• _Work item_
Because the lines must stay identical, write out the data without changing anything.

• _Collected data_
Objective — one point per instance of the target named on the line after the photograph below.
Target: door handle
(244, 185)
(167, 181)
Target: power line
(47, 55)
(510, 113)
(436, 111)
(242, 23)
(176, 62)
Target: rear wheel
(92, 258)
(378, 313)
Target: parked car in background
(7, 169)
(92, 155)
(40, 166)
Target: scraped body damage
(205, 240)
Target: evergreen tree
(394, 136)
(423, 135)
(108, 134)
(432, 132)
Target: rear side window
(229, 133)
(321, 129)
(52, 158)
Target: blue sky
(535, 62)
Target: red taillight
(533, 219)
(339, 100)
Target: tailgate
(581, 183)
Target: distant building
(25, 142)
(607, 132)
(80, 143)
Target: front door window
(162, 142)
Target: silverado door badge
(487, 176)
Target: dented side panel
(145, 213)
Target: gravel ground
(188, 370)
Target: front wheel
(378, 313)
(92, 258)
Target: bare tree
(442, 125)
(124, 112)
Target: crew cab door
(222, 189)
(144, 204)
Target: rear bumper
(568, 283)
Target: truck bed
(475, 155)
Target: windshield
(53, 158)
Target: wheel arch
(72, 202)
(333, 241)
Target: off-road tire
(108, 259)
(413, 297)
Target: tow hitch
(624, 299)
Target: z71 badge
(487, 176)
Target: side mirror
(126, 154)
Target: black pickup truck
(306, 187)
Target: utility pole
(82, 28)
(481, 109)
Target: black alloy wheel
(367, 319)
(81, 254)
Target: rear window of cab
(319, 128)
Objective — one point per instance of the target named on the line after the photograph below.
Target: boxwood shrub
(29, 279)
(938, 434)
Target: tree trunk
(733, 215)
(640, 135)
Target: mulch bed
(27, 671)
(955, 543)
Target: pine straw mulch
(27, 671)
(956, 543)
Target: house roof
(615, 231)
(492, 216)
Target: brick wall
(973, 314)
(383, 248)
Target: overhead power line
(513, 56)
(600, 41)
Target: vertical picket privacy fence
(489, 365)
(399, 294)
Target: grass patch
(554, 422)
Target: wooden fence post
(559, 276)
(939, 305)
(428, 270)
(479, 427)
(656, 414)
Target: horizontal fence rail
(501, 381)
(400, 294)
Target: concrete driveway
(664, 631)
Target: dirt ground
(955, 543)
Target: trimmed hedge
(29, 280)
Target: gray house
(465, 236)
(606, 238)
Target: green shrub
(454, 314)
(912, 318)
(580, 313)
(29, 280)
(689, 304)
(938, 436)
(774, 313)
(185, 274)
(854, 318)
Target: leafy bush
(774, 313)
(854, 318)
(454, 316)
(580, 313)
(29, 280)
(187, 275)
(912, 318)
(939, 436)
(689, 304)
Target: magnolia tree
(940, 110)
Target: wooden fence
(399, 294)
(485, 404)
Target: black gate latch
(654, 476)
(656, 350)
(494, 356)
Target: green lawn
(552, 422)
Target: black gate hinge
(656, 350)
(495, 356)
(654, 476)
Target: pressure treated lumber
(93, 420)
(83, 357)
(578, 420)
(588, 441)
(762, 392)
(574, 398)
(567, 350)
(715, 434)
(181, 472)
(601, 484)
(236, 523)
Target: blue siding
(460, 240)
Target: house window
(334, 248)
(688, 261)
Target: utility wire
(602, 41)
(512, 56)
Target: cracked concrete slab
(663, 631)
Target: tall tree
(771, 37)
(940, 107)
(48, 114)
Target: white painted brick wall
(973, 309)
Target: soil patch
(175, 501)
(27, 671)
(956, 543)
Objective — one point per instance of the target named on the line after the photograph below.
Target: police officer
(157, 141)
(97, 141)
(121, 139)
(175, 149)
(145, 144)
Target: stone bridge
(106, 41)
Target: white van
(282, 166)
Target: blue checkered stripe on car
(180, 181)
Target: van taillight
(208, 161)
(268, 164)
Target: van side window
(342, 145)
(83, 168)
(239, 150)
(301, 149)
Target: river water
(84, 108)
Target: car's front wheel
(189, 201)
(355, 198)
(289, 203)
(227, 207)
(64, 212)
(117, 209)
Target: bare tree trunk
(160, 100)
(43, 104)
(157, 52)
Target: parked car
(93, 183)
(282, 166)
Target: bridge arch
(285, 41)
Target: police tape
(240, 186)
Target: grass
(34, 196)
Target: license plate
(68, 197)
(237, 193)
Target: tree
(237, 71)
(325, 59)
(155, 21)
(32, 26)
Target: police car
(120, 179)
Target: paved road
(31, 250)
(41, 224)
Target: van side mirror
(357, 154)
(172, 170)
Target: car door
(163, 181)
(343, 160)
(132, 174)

• _Response_
Objective — one point per instance of the target named on the line after the photograph below.
Target: door handle
(244, 185)
(167, 181)
Target: power line
(47, 55)
(510, 113)
(436, 111)
(242, 23)
(176, 62)
Target: rear wheel
(92, 258)
(378, 313)
Target: parked car in background
(7, 169)
(92, 155)
(40, 166)
Target: scraped body damage
(205, 240)
Target: evergreen tree
(394, 136)
(423, 135)
(108, 134)
(432, 132)
Target: rear side window
(229, 133)
(321, 129)
(52, 158)
Target: blue sky
(535, 62)
Target: red taillight
(533, 219)
(339, 100)
Target: tailgate
(581, 183)
Target: distant building
(25, 142)
(607, 132)
(80, 143)
Target: front door window
(162, 142)
Target: silverado door badge
(487, 176)
Target: dented side panel
(145, 213)
Target: gravel ground
(188, 370)
Target: front wheel
(378, 313)
(92, 258)
Target: bare tree
(442, 125)
(124, 112)
Target: crew cab door
(222, 189)
(144, 204)
Target: rear bumper
(568, 283)
Target: truck bed
(475, 155)
Target: windshield
(53, 158)
Target: wheel arch
(72, 202)
(333, 241)
Target: off-road tire
(108, 259)
(413, 297)
Target: tow hitch
(624, 299)
Target: z71 badge
(487, 176)
Target: side mirror
(126, 154)
Target: black pickup truck
(306, 187)
Target: utility pole
(82, 28)
(481, 109)
Target: black alloy wheel
(367, 319)
(81, 254)
Target: rear window of cab
(319, 128)
Objective — one point per instance of the target named on the line after the photograph below.
Target: boxwood shrub
(29, 279)
(938, 434)
Target: tree trunk
(733, 215)
(640, 135)
Target: mulch bed
(27, 671)
(955, 543)
Target: pine straw mulch
(27, 671)
(956, 543)
Target: house roof
(615, 231)
(492, 216)
Target: brick wall
(973, 314)
(383, 248)
Target: overhead power line
(513, 56)
(600, 41)
Target: vertical picket privacy fence
(489, 365)
(399, 294)
Target: grass patch
(554, 422)
Target: wooden fence post
(559, 276)
(939, 305)
(428, 270)
(479, 427)
(656, 414)
Target: horizontal fence rail
(501, 381)
(400, 294)
Target: concrete driveway
(664, 631)
Target: dirt ground
(955, 543)
Target: trimmed hedge
(29, 280)
Target: gray house
(465, 236)
(606, 238)
Target: green shrub
(454, 314)
(912, 318)
(580, 313)
(29, 280)
(689, 304)
(938, 436)
(774, 313)
(185, 274)
(854, 318)
Target: leafy bush
(774, 313)
(854, 318)
(454, 316)
(580, 313)
(29, 280)
(187, 275)
(912, 318)
(939, 436)
(689, 304)
Target: magnolia tree
(940, 110)
Target: wooden fence
(399, 294)
(485, 404)
Target: black gate latch
(654, 476)
(656, 350)
(494, 356)
Target: green lawn
(552, 422)
Target: black gate hinge
(656, 350)
(495, 356)
(654, 476)
Target: pressure treated lumber
(93, 420)
(83, 357)
(578, 420)
(588, 441)
(762, 392)
(574, 398)
(567, 350)
(715, 434)
(181, 472)
(601, 484)
(236, 523)
Target: blue siding
(460, 240)
Target: house window
(334, 248)
(688, 261)
Target: utility wire
(602, 41)
(512, 56)
Target: cracked concrete slab
(663, 631)
Target: tall tree
(771, 37)
(940, 107)
(48, 114)
Target: white painted brick wall
(973, 309)
Target: soil patch
(175, 501)
(27, 671)
(956, 543)
Objective — one point per instance of the target named on the line after the photograph below.
Target: police officer
(157, 141)
(97, 141)
(121, 139)
(175, 149)
(145, 144)
Target: stone bridge
(106, 41)
Target: white van
(282, 166)
Target: blue checkered stripe on car
(180, 181)
Target: van taillight
(208, 161)
(268, 164)
Target: van side window
(342, 145)
(83, 168)
(239, 150)
(301, 149)
Target: river water
(84, 108)
Target: car's front wheel
(189, 201)
(355, 198)
(289, 203)
(227, 207)
(64, 212)
(117, 209)
Target: bare tree trunk
(160, 100)
(43, 104)
(157, 52)
Target: parked car
(93, 183)
(282, 166)
Target: bridge arch
(285, 41)
Target: police tape
(240, 186)
Target: grass
(34, 196)
Target: license plate
(68, 197)
(237, 193)
Target: tree
(237, 71)
(325, 59)
(155, 21)
(32, 26)
Target: police car
(120, 179)
Target: paved road
(31, 250)
(41, 224)
Target: van side mirror
(357, 154)
(172, 170)
Target: car door
(163, 181)
(343, 160)
(132, 174)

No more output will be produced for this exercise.